> Instruction
Rescale the point coordinates in the answers by multiplying each by 2.6 and rounding to whole numbers, with halves rounded up. Rewrite the part of the material that opens with its first line and closes with the line containing "[[51, 595]]", both ends included, keeping the requests unchanged and leaving the pictures out.

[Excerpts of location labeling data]
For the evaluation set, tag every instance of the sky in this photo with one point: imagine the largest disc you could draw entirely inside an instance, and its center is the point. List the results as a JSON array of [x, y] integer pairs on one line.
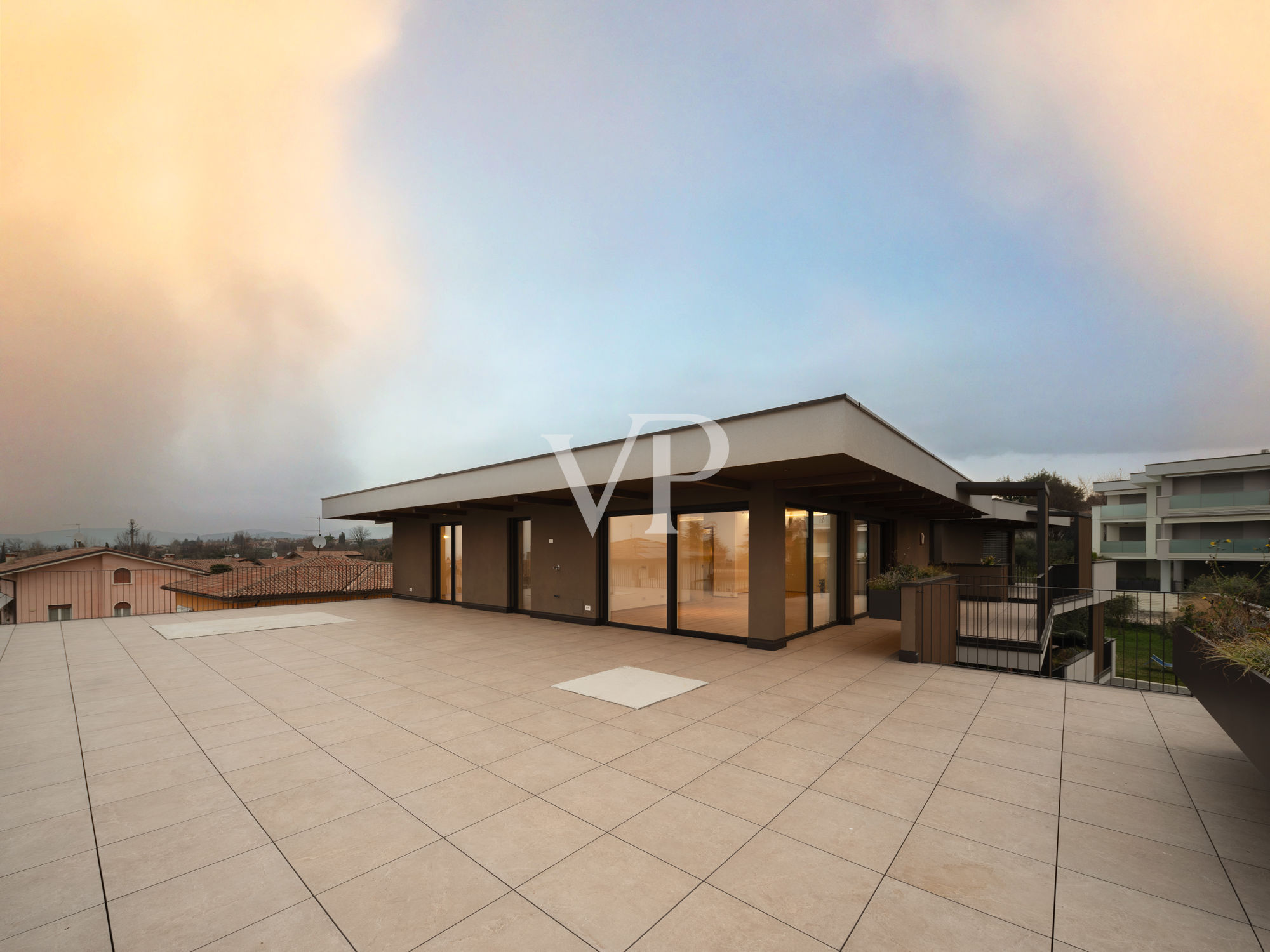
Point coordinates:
[[256, 255]]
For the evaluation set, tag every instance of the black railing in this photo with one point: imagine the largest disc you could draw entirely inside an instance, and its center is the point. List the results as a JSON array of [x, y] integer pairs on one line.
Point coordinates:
[[51, 595]]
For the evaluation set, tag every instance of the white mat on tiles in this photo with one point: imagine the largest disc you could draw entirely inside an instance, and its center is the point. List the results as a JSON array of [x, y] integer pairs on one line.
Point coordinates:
[[237, 625], [631, 687]]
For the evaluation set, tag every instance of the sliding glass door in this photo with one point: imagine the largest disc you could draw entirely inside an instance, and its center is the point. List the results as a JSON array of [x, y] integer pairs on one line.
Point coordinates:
[[450, 563]]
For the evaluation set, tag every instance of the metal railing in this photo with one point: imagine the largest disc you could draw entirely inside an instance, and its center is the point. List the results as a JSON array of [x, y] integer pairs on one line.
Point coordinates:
[[51, 595], [1127, 511], [1229, 546], [1092, 635], [1219, 501]]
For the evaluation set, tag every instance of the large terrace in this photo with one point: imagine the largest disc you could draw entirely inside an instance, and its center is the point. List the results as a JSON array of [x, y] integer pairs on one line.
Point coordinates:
[[411, 780]]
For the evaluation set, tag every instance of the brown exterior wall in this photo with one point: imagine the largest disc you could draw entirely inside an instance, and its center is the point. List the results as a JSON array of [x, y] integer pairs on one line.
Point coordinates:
[[412, 558]]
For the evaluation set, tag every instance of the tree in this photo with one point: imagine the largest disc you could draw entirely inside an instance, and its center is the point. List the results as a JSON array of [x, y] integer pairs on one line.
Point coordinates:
[[135, 540], [1064, 493]]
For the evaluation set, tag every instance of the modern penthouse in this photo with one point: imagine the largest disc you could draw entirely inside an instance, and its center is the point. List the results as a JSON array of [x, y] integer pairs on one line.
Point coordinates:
[[1165, 524], [815, 499]]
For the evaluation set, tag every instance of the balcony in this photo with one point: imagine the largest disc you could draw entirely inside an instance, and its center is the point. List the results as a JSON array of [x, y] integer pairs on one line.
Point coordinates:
[[1219, 546], [1123, 512], [1219, 501], [1123, 548]]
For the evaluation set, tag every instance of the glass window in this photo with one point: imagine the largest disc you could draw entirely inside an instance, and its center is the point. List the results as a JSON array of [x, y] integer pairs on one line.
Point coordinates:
[[445, 564], [796, 571], [714, 573], [825, 569], [862, 577], [637, 573], [523, 565]]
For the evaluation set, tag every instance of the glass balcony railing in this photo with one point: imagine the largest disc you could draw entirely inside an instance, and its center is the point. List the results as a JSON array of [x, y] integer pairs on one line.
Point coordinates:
[[1211, 501], [1220, 546], [1121, 548], [1122, 512]]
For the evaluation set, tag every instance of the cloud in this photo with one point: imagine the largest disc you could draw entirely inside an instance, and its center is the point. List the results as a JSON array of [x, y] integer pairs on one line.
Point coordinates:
[[187, 265], [1161, 106]]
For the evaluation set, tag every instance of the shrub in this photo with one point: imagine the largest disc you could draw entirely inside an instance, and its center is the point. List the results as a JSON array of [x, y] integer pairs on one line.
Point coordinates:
[[902, 573]]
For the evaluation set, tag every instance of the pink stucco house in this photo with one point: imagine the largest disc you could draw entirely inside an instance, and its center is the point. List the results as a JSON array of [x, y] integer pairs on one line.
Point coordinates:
[[87, 583]]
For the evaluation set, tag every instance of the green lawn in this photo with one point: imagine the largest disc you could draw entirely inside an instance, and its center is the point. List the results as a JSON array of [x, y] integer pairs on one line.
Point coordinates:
[[1135, 647]]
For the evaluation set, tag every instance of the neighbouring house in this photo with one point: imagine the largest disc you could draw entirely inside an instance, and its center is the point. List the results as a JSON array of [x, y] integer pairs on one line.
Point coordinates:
[[87, 583], [1164, 525], [281, 582], [815, 499]]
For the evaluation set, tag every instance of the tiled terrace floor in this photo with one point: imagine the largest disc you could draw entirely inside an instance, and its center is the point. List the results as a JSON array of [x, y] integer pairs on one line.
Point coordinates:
[[411, 781]]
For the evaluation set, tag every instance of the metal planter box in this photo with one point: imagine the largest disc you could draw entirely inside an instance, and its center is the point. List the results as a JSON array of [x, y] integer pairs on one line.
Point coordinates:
[[1239, 700], [885, 604]]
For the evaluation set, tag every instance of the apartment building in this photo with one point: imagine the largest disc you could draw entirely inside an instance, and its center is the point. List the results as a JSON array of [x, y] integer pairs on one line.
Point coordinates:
[[1165, 524]]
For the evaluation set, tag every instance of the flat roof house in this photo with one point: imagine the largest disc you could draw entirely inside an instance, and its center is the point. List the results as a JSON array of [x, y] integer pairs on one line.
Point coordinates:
[[1164, 525], [815, 499]]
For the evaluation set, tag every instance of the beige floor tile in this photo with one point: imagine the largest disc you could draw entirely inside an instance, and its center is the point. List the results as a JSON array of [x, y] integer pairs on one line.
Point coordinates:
[[286, 774], [145, 779], [665, 765], [1168, 823], [403, 904], [1253, 885], [336, 852], [260, 751], [605, 798], [491, 744], [1149, 866], [83, 932], [374, 748], [410, 772], [604, 742], [900, 758], [653, 724], [1100, 917], [161, 855], [711, 921], [609, 893], [1126, 779], [552, 723], [300, 808], [902, 918], [785, 762], [471, 798], [37, 843], [304, 926], [1005, 784], [994, 882], [206, 904], [1006, 753], [694, 837], [48, 893], [746, 794], [509, 925], [806, 888], [849, 831], [873, 788], [1018, 830], [543, 767], [1241, 841], [525, 840]]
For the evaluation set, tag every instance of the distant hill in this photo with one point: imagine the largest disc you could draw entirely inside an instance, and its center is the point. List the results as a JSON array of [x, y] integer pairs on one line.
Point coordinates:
[[63, 538]]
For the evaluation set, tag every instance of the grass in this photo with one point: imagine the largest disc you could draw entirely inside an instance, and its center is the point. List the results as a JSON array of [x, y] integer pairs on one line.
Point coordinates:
[[1135, 645]]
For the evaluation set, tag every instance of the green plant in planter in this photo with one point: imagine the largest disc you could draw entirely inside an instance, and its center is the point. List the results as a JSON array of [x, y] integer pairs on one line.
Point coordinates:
[[895, 577]]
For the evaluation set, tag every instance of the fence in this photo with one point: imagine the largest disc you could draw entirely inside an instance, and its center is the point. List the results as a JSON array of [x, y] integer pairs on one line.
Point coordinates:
[[1095, 635], [53, 595]]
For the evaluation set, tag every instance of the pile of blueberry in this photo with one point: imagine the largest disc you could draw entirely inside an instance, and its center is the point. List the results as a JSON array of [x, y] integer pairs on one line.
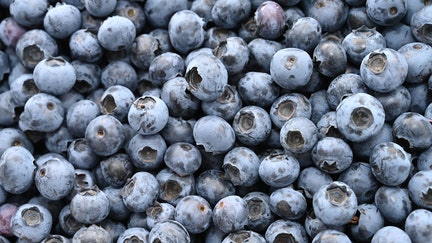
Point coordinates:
[[215, 121]]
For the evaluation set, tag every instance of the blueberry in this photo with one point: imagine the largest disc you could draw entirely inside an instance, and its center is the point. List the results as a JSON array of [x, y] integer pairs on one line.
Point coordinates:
[[143, 50], [417, 55], [386, 159], [119, 73], [332, 155], [397, 35], [140, 182], [166, 66], [230, 214], [88, 76], [216, 35], [207, 77], [118, 210], [260, 53], [228, 14], [14, 137], [146, 152], [394, 102], [212, 186], [162, 36], [334, 235], [241, 166], [217, 143], [178, 99], [84, 46], [17, 170], [368, 223], [92, 233], [359, 117], [357, 17], [383, 70], [298, 135], [279, 170], [360, 179], [10, 31], [8, 107], [105, 135], [116, 101], [423, 161], [159, 212], [284, 231], [305, 33], [252, 125], [361, 42], [34, 46], [226, 106], [32, 222], [291, 68], [29, 13], [292, 14], [335, 203], [55, 178], [174, 187], [288, 106], [169, 231], [420, 189], [54, 75], [244, 236], [22, 88], [393, 203], [67, 222], [79, 115], [417, 225], [260, 215], [420, 25], [90, 206], [134, 233], [194, 213], [183, 158], [288, 203], [7, 210], [183, 39], [330, 14], [116, 33], [62, 20], [329, 57], [234, 54], [132, 11], [270, 20], [158, 13], [311, 179], [412, 130], [390, 233], [386, 13], [257, 88], [178, 130]]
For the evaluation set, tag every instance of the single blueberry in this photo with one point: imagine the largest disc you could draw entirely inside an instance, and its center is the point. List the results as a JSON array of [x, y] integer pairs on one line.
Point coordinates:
[[335, 203], [174, 187]]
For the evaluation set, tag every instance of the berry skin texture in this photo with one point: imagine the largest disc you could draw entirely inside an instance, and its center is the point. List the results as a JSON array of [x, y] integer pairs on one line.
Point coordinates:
[[335, 203], [359, 117], [148, 115], [230, 214], [32, 222], [383, 70], [116, 33], [140, 191], [16, 170], [54, 76], [90, 206]]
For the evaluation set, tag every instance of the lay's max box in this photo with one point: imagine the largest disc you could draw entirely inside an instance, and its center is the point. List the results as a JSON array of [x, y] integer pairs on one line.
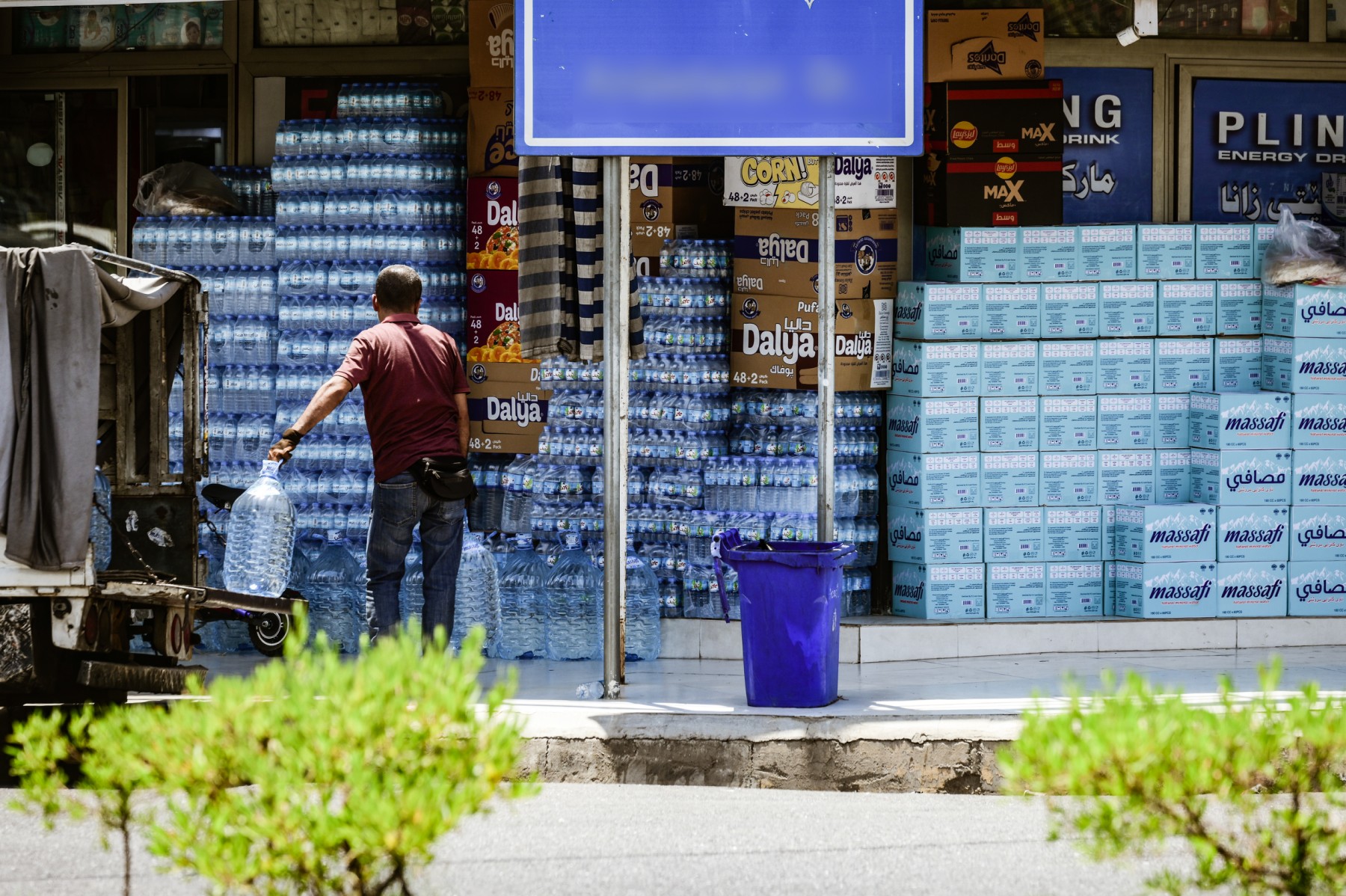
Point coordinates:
[[1319, 421], [1164, 591], [1016, 591], [933, 481], [972, 254], [1070, 311], [1171, 420], [933, 426], [1240, 420], [1073, 533], [1166, 533], [1127, 476], [1075, 591], [1128, 308], [1009, 479], [953, 592], [1319, 478], [1125, 366], [1250, 535], [1317, 535], [1010, 369], [937, 311], [1317, 588], [1011, 311], [1238, 363], [1252, 589], [1173, 481], [1068, 478], [1125, 421], [1108, 252], [1166, 252], [935, 369], [1049, 254], [1069, 424], [1224, 252], [1238, 307], [1241, 478], [1010, 424], [935, 536], [1014, 536]]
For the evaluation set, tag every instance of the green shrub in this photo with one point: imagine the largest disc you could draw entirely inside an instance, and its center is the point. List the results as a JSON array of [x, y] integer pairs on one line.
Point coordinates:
[[1251, 786], [314, 776]]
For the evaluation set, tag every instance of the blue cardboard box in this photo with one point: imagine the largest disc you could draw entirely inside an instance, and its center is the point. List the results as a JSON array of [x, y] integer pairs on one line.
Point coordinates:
[[935, 536], [1166, 252], [937, 311], [1069, 424], [1069, 478], [1010, 424], [1011, 311], [1108, 252], [933, 426], [1125, 366], [1240, 478], [1250, 535], [940, 591], [1166, 591], [1252, 589]]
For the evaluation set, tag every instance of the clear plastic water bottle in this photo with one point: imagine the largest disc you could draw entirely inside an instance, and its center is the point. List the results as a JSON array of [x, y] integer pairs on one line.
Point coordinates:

> Output of the task
For the evaluation set, tag every instance of the sky in this photo with one point: imagine the largest disc you could draw entirely inside an instance, and its center is the point. List the results as a JSON array of [x, y] integer pairs on one line.
Point coordinates:
[[666, 663]]
For the evaluation set, tag every instance of the black railing in this photo with one point: imagine the largest disc you could draw entirely inside an instance, and its center is the point. List the results as a JSON array of [x, y] integer pairs on one line.
Point coordinates:
[[133, 1547]]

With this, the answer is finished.